◆ **Try it**: What is needed here is an exact copy of all the records below.

◆ **Supplied data**:
---*---

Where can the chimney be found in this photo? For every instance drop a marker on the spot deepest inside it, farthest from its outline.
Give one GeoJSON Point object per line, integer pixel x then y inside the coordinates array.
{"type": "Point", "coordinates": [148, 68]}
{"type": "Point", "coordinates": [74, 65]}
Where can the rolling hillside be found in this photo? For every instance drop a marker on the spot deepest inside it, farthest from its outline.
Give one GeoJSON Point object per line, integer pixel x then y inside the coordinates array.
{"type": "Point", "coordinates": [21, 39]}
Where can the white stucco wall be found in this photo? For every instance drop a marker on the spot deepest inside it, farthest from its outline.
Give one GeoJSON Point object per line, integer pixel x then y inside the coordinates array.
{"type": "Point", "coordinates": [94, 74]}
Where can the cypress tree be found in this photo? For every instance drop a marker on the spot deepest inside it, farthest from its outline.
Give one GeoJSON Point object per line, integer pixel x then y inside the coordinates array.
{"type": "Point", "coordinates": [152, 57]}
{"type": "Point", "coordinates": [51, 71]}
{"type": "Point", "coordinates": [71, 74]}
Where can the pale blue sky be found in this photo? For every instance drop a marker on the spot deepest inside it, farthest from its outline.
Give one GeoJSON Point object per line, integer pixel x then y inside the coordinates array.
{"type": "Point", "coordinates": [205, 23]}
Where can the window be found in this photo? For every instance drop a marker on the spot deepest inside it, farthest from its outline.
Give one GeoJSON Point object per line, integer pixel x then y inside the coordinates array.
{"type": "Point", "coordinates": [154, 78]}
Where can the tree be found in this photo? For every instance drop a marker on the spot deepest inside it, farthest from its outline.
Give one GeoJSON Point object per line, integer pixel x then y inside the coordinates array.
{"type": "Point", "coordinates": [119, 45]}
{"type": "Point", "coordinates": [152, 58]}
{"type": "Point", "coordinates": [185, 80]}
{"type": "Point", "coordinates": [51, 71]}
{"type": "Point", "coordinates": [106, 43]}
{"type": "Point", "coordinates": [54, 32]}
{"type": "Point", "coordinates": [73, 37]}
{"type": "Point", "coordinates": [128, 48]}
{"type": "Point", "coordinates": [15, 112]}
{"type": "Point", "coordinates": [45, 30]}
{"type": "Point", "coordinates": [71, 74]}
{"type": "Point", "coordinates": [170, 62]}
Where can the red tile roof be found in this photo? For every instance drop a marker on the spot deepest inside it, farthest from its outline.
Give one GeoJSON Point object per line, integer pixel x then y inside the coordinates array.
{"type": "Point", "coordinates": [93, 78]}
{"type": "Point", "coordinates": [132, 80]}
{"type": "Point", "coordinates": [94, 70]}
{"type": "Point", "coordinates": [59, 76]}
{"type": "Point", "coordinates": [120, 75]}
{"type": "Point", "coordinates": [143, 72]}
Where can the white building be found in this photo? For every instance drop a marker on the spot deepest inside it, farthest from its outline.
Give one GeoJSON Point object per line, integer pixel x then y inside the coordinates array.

---*---

◆ **Reply**:
Where can the chimney be found in this photo? For every instance drop a marker on the spot deepest inside it, farthest from its outline.
Give one GeoJSON Point object per line, integer pixel x then y inside the coordinates array.
{"type": "Point", "coordinates": [148, 68]}
{"type": "Point", "coordinates": [74, 65]}
Where can the rolling hillside be found in this photo? For every instance drop a marker on the spot deepest inside it, farthest from its outline.
Give one GeoJSON Point object per line, integer pixel x then y inside the coordinates array.
{"type": "Point", "coordinates": [21, 39]}
Where can the white stucco wall be found in this photo? For every instance drop a marker on the spot deepest inside it, farthest from its outline.
Give one GeoJSON Point object per line, integer pixel x then y inside the coordinates array.
{"type": "Point", "coordinates": [94, 74]}
Where can the cypress tree be found in this photo? For every instance drop a marker on the spot deepest inside it, farthest from its outline.
Give one GeoJSON Point object per line, integer pixel x then y inside the coordinates array.
{"type": "Point", "coordinates": [152, 57]}
{"type": "Point", "coordinates": [51, 71]}
{"type": "Point", "coordinates": [71, 74]}
Where can the pale blue sky be found in this photo? For every instance drop a marker on the spot deepest inside it, farthest from its outline.
Give one GeoJSON Point object per line, integer pixel x then y inside the coordinates array.
{"type": "Point", "coordinates": [205, 23]}
Where can the window be found in this photo? For every instance drop a marker on the spot deepest inside it, farthest from its outline.
Give one GeoJSON Point object per line, integer pixel x then y inside the coordinates array.
{"type": "Point", "coordinates": [154, 78]}
Where can the tree be found in this photo? For every instance drop a marker on the spot deepest inside it, farthest from its outline.
Give one GeoJSON Point object per line, integer pixel x then y inside the coordinates array.
{"type": "Point", "coordinates": [119, 45]}
{"type": "Point", "coordinates": [152, 58]}
{"type": "Point", "coordinates": [185, 80]}
{"type": "Point", "coordinates": [51, 71]}
{"type": "Point", "coordinates": [106, 43]}
{"type": "Point", "coordinates": [54, 32]}
{"type": "Point", "coordinates": [73, 37]}
{"type": "Point", "coordinates": [128, 48]}
{"type": "Point", "coordinates": [15, 112]}
{"type": "Point", "coordinates": [45, 30]}
{"type": "Point", "coordinates": [71, 74]}
{"type": "Point", "coordinates": [170, 62]}
Where can the red tile roof be found in this photo? For every instance drop a marker on the spot deepest inside it, farthest from its outline.
Give one GeoJSON Point object per line, integer pixel x then y inside the coordinates array.
{"type": "Point", "coordinates": [93, 78]}
{"type": "Point", "coordinates": [132, 80]}
{"type": "Point", "coordinates": [94, 70]}
{"type": "Point", "coordinates": [59, 76]}
{"type": "Point", "coordinates": [120, 75]}
{"type": "Point", "coordinates": [143, 72]}
Where can the white building be found in this photo? For every instance drop a marker on the spot deepest inside it, farthest from its outline.
Give one GeoJSON Point object per line, integer pixel x then y inside the coordinates array.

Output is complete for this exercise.